* _Records_:
◆ ◆ ◆ ◆

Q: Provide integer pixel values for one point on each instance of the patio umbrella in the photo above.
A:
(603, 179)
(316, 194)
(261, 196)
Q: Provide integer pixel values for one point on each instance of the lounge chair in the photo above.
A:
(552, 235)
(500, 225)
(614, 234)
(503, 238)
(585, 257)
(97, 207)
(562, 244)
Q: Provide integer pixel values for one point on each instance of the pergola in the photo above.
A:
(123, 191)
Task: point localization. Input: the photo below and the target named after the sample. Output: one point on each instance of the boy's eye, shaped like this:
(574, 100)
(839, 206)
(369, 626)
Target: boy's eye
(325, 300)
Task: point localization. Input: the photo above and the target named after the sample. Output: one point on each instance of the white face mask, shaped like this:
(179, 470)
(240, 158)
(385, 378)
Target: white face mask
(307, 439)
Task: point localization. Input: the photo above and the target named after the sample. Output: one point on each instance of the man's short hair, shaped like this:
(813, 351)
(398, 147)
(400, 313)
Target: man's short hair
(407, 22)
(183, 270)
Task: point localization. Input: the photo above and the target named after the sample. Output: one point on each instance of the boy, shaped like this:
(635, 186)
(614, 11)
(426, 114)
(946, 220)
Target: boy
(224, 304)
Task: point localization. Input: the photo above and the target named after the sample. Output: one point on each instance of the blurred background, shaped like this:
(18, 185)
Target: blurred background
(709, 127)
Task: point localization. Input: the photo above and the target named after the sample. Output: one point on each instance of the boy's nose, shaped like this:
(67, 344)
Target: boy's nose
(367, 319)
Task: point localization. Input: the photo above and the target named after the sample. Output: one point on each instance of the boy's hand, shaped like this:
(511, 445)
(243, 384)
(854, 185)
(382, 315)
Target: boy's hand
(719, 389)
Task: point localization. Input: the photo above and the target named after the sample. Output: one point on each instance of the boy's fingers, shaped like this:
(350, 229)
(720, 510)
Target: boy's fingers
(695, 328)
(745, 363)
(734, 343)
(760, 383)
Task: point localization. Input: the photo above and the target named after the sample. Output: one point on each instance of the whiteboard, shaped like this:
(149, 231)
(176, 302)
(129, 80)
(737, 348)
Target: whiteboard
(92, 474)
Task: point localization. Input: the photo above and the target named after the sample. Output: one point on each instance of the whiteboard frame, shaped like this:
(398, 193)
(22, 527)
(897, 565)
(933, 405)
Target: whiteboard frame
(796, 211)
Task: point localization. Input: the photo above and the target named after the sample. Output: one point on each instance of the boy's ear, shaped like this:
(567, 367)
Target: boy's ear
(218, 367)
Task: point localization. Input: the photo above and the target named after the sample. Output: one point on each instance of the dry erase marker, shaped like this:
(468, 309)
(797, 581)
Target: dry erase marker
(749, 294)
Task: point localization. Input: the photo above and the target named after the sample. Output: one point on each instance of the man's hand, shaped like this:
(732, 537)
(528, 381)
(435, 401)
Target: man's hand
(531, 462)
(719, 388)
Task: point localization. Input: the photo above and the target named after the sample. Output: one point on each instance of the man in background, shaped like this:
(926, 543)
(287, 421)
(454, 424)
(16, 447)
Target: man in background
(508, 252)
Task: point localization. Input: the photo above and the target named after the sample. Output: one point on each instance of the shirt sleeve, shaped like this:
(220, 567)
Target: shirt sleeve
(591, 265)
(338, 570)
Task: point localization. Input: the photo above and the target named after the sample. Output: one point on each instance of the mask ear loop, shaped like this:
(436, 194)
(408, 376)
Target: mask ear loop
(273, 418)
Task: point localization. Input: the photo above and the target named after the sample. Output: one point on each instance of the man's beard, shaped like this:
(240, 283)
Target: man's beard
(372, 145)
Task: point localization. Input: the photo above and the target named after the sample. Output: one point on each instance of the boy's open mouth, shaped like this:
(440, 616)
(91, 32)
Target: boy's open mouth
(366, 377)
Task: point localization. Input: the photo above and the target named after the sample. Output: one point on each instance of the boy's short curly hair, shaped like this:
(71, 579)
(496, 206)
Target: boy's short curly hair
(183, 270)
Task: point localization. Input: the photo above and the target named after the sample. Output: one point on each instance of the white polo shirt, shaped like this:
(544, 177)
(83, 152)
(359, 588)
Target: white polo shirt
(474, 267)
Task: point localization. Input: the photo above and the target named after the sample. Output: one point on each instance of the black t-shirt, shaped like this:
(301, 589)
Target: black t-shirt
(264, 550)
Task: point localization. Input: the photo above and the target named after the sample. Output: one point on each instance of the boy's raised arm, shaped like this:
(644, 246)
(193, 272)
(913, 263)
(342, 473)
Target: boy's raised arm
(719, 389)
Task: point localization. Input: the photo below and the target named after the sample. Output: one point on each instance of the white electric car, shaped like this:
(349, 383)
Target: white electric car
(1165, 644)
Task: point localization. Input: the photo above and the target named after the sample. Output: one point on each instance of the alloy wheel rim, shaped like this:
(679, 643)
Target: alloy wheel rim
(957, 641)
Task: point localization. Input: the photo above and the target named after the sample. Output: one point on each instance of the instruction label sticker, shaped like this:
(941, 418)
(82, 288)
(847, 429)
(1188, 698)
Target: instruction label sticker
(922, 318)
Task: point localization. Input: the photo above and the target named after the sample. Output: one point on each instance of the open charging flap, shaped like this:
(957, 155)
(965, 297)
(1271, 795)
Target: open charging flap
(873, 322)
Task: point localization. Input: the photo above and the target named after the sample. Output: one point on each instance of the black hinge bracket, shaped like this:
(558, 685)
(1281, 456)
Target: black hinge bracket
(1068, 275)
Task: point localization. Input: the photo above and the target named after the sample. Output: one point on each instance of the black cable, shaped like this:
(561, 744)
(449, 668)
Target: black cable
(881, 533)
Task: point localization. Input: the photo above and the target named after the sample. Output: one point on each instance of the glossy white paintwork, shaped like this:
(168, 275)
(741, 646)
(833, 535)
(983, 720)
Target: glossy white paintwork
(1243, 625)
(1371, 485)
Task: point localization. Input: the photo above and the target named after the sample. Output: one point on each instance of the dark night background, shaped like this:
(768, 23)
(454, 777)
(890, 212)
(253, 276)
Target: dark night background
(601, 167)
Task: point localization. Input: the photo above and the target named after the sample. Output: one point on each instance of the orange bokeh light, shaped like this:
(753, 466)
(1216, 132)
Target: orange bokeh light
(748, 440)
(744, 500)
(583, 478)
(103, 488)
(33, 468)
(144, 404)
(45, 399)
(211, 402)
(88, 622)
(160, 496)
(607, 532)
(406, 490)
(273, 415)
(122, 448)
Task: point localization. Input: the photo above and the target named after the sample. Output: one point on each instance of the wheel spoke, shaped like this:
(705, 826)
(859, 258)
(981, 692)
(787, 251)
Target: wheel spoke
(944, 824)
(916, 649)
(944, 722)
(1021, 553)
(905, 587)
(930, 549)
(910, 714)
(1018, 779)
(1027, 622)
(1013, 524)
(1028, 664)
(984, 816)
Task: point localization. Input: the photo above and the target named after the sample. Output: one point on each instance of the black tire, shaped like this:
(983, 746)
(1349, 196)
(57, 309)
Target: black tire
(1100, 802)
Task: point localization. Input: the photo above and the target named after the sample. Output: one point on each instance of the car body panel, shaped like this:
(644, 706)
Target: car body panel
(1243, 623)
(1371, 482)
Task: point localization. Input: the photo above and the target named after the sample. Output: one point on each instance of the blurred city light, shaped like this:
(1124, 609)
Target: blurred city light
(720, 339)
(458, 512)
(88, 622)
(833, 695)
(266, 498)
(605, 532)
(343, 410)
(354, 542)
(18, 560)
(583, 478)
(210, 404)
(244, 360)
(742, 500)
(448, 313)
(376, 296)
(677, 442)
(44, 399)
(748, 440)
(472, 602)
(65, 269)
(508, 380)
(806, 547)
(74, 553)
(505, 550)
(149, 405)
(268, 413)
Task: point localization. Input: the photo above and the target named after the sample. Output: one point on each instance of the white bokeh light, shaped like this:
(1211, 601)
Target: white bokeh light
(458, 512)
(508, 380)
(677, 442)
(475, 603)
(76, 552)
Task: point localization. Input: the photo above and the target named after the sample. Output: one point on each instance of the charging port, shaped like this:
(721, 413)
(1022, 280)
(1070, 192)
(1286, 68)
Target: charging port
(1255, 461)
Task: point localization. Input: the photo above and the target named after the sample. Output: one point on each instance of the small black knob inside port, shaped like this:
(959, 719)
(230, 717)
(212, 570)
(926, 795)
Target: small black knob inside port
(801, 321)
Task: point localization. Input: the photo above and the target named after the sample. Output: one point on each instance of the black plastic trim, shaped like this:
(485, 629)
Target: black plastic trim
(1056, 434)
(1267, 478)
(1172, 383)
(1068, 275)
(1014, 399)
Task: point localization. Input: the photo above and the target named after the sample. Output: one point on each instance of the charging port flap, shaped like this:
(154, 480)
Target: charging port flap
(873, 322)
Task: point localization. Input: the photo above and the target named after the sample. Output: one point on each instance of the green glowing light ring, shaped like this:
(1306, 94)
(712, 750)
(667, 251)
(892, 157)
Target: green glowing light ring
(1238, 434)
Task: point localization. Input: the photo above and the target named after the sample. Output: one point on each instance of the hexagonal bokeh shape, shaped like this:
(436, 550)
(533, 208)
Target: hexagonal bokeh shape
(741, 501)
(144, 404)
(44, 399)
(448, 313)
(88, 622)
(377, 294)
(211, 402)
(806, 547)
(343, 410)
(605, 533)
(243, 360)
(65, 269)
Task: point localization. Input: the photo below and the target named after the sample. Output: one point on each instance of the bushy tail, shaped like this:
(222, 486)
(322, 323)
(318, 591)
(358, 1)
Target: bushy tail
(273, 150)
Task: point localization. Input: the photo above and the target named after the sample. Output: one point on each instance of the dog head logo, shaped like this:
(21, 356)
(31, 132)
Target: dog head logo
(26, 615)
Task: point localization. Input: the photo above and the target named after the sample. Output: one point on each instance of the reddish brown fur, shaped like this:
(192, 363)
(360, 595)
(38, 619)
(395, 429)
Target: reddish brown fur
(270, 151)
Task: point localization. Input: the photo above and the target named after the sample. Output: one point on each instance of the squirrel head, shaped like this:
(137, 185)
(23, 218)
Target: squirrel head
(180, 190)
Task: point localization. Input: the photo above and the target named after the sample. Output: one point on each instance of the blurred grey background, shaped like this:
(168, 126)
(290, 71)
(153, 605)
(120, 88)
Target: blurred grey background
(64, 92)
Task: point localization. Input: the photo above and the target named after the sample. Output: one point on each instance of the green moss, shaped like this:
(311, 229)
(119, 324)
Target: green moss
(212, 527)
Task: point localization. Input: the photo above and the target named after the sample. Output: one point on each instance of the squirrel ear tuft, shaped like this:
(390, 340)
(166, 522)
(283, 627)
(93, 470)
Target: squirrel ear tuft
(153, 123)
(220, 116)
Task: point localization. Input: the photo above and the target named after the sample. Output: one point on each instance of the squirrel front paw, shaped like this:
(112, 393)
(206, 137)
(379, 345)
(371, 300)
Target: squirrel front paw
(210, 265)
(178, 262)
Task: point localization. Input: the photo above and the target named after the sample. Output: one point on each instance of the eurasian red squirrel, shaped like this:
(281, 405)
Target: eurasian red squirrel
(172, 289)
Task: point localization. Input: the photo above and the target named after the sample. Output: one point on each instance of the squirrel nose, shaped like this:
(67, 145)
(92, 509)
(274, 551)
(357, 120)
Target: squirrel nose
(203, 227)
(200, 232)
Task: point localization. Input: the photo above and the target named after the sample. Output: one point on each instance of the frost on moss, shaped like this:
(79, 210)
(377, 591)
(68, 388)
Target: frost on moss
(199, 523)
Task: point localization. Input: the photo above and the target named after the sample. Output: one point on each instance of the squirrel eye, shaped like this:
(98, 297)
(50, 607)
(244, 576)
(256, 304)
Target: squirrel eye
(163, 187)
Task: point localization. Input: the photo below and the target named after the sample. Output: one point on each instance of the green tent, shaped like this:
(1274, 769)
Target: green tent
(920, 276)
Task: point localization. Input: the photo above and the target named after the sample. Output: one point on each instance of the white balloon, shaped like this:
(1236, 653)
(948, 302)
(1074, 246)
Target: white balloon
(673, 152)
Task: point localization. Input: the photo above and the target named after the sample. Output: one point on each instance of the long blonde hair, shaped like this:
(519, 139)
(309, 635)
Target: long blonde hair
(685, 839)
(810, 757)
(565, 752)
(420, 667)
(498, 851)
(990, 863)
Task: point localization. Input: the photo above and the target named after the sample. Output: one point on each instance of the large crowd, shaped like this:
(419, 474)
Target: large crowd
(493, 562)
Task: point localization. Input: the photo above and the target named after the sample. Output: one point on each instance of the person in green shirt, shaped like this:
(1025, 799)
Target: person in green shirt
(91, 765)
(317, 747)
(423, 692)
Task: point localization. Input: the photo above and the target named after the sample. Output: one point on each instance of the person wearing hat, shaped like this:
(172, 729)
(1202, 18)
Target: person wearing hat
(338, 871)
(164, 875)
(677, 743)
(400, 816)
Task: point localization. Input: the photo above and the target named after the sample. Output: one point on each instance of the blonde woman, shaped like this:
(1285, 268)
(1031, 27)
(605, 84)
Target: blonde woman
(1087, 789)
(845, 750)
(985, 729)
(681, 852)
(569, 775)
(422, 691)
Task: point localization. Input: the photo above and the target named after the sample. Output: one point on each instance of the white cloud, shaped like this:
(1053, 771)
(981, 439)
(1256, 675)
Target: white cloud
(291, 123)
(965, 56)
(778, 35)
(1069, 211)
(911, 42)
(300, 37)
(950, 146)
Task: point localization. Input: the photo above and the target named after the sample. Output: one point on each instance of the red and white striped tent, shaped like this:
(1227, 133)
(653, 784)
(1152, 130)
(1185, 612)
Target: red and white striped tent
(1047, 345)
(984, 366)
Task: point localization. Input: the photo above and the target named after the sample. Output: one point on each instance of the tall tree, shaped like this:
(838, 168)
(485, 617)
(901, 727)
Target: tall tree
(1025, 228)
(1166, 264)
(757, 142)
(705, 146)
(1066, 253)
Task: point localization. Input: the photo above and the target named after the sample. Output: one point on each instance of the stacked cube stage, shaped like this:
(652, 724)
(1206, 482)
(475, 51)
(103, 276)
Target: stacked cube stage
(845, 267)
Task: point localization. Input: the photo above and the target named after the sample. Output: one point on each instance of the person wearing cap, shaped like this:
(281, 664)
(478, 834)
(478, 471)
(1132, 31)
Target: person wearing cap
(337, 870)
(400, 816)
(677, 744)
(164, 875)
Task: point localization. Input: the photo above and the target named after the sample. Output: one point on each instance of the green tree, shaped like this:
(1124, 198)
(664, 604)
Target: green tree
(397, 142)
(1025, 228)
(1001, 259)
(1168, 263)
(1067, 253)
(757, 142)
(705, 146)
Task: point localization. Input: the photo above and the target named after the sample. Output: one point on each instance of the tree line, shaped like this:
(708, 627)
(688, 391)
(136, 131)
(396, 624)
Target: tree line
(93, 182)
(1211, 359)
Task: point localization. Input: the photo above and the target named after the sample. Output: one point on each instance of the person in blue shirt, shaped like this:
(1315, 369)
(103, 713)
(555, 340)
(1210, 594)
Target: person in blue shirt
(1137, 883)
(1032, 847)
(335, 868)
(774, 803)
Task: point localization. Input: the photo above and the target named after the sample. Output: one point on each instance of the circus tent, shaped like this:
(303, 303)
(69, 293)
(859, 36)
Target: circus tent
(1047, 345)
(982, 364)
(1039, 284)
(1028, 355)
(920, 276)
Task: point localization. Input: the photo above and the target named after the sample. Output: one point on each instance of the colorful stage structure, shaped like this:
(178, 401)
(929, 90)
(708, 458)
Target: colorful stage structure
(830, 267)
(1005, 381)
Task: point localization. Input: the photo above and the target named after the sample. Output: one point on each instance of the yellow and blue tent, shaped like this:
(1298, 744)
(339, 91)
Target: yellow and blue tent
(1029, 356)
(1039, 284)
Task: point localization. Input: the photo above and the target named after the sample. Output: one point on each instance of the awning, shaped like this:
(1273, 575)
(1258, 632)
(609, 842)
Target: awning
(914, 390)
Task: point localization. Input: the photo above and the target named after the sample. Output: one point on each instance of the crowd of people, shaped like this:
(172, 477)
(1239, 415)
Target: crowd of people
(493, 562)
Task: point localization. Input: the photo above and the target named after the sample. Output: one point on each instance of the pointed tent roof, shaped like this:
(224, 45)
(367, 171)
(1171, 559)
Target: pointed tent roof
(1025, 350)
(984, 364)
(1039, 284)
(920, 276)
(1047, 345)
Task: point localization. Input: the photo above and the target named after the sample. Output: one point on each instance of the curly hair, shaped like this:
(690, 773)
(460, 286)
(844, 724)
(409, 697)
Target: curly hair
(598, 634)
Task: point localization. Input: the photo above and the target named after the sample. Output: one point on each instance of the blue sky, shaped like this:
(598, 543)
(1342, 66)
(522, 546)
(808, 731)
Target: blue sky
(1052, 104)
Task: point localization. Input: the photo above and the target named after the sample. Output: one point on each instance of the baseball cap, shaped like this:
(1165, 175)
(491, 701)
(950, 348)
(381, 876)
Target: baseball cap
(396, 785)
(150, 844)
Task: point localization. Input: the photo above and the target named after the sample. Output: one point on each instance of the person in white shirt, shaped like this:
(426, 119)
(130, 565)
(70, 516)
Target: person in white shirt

◆ ◆ ◆ ◆

* _Task requirements_:
Wherever the word "pixel" shows up in the material, copy the line it is on.

* _Answer for this exercise_:
Q: Provide integer pixel values for one point on each instance of the patio umbrella in the photo above.
Q: Provide integer pixel values for one point on each instance of the lounge chair in the photo above.
Q: Provide integer pixel values for one point on each instance of the pergola in the photo above.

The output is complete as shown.